Point localization data

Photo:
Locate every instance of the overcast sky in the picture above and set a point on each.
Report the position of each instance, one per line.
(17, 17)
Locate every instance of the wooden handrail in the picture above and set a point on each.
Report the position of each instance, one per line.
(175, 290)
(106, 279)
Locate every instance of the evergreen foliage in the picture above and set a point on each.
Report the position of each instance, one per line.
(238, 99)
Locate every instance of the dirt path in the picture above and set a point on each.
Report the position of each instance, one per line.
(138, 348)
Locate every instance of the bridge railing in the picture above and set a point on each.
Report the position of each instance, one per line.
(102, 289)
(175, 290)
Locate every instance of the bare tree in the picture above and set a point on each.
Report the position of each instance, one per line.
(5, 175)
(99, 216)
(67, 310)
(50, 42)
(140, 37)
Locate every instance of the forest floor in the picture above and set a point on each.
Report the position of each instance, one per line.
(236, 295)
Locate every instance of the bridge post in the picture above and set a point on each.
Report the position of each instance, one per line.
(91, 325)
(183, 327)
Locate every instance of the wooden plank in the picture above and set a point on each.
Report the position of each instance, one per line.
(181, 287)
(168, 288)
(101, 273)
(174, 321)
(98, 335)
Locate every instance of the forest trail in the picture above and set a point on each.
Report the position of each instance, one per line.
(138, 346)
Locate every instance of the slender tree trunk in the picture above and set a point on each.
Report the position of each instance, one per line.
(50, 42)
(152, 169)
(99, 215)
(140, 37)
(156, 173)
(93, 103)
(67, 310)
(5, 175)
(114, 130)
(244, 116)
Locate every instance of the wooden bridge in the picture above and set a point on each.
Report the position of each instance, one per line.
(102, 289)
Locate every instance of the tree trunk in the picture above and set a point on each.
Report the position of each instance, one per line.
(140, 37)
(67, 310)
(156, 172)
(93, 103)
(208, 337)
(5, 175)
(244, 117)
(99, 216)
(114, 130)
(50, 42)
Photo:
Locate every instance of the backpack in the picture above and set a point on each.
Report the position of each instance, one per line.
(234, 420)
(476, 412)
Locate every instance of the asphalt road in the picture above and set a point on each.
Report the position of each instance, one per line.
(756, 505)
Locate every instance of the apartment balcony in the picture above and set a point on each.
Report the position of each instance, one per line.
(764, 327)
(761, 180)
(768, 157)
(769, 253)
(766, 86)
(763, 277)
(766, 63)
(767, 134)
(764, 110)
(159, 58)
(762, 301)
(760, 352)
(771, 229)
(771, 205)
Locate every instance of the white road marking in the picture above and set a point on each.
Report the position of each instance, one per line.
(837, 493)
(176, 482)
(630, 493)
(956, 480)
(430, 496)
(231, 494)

--

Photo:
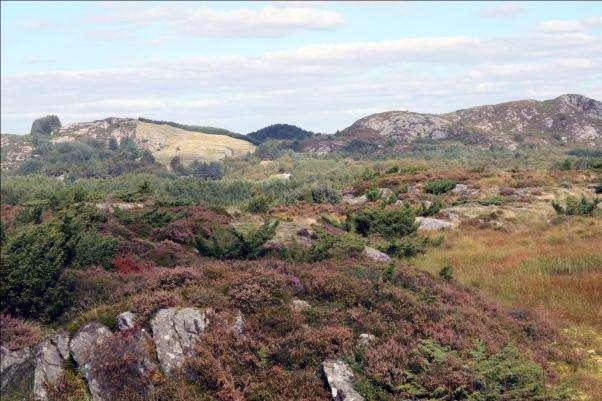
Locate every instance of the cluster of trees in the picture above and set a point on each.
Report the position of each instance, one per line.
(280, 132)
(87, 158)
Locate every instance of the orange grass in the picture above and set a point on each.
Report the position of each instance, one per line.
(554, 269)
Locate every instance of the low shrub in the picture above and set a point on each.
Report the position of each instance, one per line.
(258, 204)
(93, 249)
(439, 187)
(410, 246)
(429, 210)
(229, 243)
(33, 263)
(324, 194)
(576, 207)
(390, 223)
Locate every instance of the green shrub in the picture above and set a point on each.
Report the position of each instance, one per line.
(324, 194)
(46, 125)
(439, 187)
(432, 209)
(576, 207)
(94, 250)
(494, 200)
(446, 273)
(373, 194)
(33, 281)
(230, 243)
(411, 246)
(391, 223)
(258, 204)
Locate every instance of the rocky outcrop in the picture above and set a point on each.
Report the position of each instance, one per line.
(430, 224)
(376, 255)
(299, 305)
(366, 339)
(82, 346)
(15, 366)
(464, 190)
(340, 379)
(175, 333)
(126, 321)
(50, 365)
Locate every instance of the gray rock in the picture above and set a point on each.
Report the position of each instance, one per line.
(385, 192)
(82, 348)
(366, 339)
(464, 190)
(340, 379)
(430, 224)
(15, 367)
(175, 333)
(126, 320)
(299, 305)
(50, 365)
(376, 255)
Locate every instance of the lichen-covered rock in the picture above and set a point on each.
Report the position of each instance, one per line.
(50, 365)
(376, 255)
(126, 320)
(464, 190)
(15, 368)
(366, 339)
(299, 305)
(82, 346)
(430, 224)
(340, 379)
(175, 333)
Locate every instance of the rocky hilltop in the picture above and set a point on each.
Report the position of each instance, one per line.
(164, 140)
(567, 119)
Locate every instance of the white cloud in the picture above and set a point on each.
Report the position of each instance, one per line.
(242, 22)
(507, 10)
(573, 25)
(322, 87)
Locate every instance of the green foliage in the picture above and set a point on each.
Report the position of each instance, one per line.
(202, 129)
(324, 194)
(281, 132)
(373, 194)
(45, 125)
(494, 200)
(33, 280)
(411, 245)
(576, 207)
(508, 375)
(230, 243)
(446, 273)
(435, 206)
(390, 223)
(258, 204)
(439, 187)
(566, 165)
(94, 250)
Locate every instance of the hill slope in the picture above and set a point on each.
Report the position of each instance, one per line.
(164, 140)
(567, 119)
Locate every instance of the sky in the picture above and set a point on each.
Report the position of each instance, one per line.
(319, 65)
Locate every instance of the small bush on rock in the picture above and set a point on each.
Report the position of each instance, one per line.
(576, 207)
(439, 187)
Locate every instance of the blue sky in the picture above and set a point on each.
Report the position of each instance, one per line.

* * *

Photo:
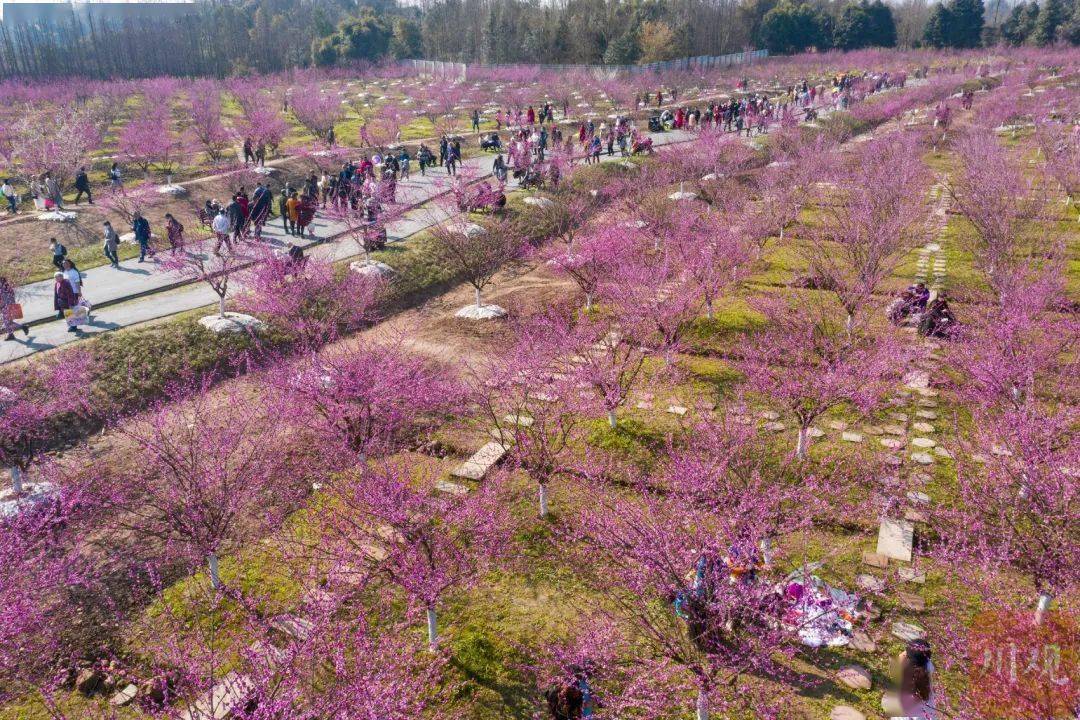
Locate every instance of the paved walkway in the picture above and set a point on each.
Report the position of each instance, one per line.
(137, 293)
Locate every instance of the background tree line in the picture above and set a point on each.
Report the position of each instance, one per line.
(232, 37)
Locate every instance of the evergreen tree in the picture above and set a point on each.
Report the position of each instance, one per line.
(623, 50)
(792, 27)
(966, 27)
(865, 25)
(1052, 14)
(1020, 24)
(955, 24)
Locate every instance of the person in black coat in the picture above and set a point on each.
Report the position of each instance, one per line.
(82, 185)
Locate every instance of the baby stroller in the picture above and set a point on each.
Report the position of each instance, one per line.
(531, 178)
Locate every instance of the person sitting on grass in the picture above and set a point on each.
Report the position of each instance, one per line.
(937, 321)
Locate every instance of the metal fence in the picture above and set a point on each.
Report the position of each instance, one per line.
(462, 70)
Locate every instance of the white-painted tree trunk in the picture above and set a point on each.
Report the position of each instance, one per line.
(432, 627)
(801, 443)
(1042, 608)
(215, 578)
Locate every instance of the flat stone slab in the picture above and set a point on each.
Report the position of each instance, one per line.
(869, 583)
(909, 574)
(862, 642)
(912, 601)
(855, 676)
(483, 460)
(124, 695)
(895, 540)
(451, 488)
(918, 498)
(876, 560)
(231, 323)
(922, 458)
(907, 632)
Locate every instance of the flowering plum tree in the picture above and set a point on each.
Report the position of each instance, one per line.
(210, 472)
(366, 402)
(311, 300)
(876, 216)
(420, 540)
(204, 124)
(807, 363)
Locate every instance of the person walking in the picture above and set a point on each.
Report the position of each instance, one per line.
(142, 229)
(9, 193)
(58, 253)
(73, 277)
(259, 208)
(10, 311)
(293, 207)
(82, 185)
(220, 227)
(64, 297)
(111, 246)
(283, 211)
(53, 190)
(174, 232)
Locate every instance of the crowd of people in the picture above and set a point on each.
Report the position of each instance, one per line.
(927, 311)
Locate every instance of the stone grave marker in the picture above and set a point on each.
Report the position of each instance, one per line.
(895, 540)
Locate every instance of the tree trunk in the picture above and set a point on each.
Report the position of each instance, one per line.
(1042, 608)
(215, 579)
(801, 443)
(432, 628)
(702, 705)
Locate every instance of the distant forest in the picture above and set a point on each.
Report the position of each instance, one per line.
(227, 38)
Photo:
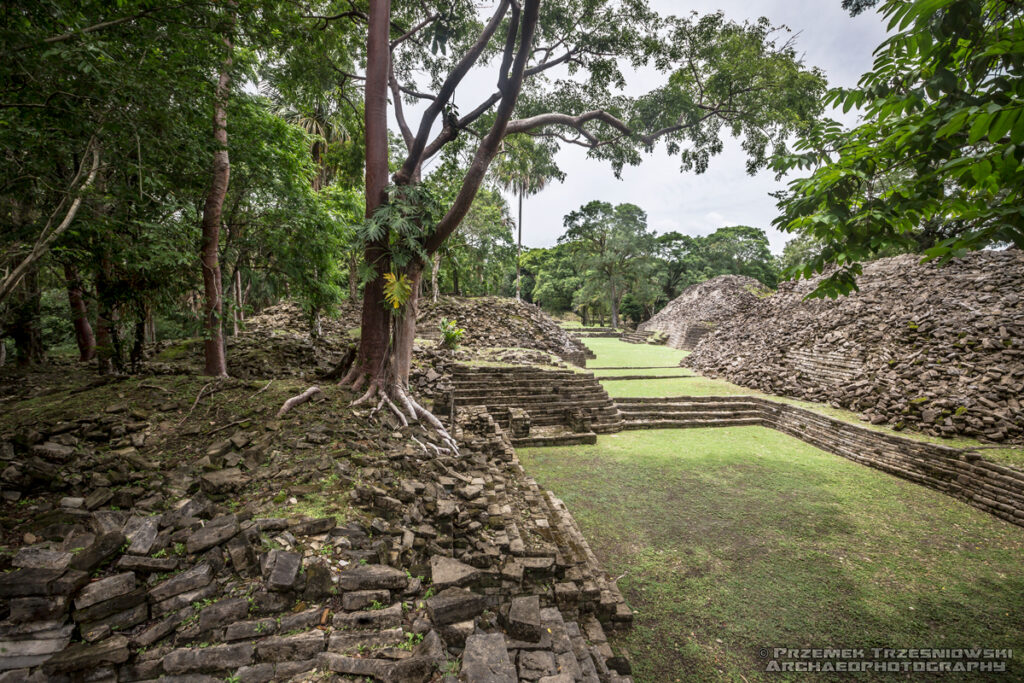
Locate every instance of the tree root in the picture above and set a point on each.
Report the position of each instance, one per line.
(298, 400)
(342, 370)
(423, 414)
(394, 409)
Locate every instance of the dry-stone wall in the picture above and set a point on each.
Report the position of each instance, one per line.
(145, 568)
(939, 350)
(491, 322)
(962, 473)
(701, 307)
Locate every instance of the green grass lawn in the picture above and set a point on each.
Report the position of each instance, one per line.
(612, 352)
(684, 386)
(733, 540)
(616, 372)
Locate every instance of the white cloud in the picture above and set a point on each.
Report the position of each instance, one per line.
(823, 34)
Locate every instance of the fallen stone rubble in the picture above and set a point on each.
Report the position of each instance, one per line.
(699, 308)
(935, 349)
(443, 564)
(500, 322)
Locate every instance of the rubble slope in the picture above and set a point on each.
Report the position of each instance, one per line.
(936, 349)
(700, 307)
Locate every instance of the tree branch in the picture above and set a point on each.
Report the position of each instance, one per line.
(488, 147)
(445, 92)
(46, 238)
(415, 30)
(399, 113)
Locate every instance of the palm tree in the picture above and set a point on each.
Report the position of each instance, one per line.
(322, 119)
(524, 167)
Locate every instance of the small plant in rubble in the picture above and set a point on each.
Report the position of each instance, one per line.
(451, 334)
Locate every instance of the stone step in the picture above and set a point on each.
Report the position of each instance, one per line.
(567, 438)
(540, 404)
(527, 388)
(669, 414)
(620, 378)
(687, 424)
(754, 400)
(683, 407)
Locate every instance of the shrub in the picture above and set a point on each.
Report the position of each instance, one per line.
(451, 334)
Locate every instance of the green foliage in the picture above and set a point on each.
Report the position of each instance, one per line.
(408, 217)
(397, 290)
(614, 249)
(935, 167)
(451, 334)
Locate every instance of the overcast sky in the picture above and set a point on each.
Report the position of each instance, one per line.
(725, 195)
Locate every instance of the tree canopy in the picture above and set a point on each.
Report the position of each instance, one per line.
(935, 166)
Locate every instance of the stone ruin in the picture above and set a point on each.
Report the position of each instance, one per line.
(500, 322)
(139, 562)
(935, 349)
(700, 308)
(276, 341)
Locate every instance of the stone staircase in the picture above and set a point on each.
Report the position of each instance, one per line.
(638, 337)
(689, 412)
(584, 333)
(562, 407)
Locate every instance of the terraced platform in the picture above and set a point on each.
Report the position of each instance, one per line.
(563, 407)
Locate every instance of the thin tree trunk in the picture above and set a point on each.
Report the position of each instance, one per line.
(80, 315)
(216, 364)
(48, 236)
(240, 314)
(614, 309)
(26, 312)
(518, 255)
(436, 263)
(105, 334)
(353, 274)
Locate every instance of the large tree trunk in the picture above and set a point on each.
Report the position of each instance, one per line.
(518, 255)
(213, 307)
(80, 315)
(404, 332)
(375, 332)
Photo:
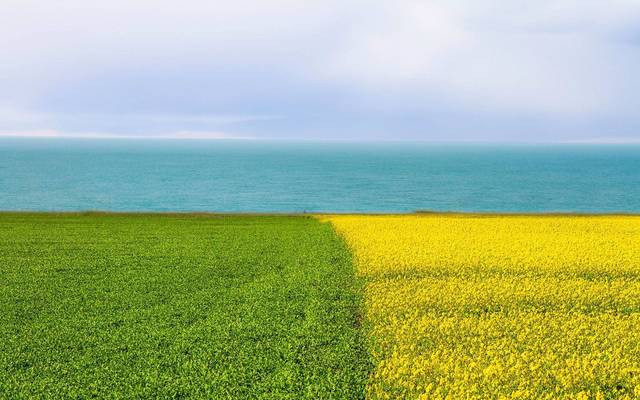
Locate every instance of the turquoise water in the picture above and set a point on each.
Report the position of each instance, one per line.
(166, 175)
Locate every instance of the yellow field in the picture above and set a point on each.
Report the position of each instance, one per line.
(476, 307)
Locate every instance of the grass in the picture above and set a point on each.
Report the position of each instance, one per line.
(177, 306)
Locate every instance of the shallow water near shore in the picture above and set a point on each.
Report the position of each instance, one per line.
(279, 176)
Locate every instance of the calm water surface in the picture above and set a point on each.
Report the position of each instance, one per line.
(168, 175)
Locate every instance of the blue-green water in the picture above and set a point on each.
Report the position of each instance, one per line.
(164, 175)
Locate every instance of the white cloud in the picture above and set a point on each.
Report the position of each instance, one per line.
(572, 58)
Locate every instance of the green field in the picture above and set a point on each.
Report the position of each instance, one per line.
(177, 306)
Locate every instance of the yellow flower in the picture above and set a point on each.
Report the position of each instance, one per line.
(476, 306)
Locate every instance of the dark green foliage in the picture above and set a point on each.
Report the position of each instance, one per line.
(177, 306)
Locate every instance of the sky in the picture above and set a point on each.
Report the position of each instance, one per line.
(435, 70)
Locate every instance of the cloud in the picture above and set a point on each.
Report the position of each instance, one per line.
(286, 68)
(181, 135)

**REQUIRED ACTION**: Each line of the entries above that contains "slope" is to be copied.

**WRITTEN SOLUTION**:
Locate every instance of the hill slope in the picture above and set a point on each.
Locate every instance of the rubble slope in the picture above and set a point on each.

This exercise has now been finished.